##### Blocco di testo #####

Pd, Occhetto sferza i compagni del Pd: «Il vostro partito è a rischio scioglimento»

30 Set 2022 20:18 - di Francesca De Ambra
Occhetto

È l’uomo della svolta della Bolognina, quella – per intenderci – che trasformò il vecchio Pci nel Pds, il Partito democratico della sinistra. Oggi, a distanza di oltre trent’anni da allora Achille Occhetto mette in allerta i compagni del Pd esortandoli a non partire da «nomi e nomenclature» bensì dalle «idee». Diversamente, aggiunge «il Pd potrebbe anche sciogliersi». E questo è parlar chiaro, per altro dall’alto di un’esperienza che ad Occhetto ha riservato più amarezze che gloria. In molti, a cominciare da Massimo D’Alema all’epoca numero uno-bis del Partito comunista, la sua svolta non l’hanno mai veramente accettata fino in fondo. Anche allora dibattiti infiniti e analisi dotte.

##### Dati forniti #####

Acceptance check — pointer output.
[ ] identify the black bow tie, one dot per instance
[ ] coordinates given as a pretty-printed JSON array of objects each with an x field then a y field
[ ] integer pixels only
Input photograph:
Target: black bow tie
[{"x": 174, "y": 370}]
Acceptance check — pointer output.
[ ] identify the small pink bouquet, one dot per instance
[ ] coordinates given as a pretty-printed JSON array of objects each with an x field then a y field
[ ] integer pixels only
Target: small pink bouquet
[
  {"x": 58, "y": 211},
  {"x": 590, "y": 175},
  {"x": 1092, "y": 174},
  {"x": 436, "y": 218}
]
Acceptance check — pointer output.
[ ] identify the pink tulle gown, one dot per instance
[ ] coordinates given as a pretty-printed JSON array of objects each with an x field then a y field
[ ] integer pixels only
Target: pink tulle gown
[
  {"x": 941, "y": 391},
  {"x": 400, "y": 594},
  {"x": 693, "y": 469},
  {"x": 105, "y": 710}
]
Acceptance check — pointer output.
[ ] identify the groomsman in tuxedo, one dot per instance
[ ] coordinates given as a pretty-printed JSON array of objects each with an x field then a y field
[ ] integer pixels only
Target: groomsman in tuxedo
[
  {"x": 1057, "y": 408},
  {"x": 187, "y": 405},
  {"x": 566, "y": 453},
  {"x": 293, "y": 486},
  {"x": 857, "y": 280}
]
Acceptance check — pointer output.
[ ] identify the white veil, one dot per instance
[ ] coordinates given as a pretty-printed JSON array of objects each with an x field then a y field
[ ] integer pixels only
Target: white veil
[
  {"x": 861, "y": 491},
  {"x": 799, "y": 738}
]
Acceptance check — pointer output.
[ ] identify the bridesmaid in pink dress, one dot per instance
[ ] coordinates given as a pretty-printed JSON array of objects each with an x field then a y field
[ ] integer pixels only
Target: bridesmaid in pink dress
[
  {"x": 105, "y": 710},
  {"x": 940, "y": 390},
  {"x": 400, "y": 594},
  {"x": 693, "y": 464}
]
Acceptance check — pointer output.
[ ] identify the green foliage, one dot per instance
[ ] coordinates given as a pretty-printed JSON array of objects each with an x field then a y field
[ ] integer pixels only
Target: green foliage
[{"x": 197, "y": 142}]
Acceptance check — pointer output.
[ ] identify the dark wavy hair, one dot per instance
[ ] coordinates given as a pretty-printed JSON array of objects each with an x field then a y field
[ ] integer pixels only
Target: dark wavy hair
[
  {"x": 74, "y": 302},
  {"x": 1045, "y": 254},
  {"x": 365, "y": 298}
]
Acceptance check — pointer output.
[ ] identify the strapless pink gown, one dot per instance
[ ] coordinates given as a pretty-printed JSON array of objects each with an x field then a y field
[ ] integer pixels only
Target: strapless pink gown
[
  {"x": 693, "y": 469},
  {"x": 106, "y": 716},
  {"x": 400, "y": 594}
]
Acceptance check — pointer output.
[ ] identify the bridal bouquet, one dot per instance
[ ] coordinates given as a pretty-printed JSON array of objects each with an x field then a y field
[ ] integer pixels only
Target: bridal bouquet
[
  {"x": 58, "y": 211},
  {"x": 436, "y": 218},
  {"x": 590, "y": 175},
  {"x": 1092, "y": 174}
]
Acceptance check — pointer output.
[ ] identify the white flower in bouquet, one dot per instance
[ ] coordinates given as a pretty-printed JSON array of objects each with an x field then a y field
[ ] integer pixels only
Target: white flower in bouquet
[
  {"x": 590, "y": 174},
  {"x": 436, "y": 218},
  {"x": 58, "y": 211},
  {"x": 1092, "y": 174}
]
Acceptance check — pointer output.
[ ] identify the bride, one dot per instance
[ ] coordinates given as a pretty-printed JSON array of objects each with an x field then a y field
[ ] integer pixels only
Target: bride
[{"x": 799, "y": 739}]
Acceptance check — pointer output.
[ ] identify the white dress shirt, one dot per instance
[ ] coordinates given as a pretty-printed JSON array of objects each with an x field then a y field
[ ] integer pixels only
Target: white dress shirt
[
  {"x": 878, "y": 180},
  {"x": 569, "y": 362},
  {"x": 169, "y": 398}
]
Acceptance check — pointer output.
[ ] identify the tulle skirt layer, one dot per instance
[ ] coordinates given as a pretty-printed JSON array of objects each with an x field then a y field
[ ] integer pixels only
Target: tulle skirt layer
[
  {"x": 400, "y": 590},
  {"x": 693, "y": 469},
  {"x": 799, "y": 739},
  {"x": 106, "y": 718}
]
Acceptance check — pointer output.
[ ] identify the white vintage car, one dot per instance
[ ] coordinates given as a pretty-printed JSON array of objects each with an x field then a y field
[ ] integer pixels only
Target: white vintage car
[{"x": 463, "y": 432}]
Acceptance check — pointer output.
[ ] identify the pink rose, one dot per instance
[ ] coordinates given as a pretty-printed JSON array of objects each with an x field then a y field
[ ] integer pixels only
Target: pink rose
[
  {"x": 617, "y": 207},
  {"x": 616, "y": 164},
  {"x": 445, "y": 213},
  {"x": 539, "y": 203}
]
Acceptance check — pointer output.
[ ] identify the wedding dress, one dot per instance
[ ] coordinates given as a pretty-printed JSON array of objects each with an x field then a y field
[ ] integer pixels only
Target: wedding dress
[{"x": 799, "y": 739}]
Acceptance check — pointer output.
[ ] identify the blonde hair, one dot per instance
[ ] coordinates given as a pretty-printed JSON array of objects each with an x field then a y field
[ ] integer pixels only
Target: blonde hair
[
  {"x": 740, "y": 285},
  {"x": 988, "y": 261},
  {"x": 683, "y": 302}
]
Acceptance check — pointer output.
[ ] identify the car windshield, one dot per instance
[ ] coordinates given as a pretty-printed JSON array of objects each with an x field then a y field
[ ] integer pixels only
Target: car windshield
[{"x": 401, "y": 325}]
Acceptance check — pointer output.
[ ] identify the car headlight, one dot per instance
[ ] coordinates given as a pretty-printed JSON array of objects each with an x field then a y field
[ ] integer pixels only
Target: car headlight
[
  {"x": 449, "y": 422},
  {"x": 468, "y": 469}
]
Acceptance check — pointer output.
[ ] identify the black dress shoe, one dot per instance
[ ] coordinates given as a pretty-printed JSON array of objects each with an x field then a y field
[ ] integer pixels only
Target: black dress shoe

#####

Problema: Per favore, riscrivi il passo dell'articolo su Occhetto che inizia con le parole "Pd, Occhetto sferza" e si chiude dopo "e analisi dotte.", sostituendo "compagni" con "militanti".

Soluzione scritta:
Pd, Occhetto sferza i militanti del Pd: «Il vostro partito è a rischio scioglimento»

30 Set 2022 20:18 - di Francesca De Ambra
Occhetto

È l’uomo della svolta della Bolognina, quella – per intenderci – che trasformò il vecchio Pci nel Pds, il Partito democratico della sinistra. Oggi, a distanza di oltre trent’anni da allora Achille Occhetto mette in allerta i militanti del Pd esortandoli a non partire da «nomi e nomenclature» bensì dalle «idee». Diversamente, aggiunge «il Pd potrebbe anche sciogliersi». E questo è parlar chiaro, per altro dall’alto di un’esperienza che ad Occhetto ha riservato più amarezze che gloria. In molti, a cominciare da Massimo D’Alema all’epoca numero uno-bis del Partito comunista, la sua svolta non l’hanno mai veramente accettata fino in fondo. Anche allora dibattiti infiniti e analisi dotte.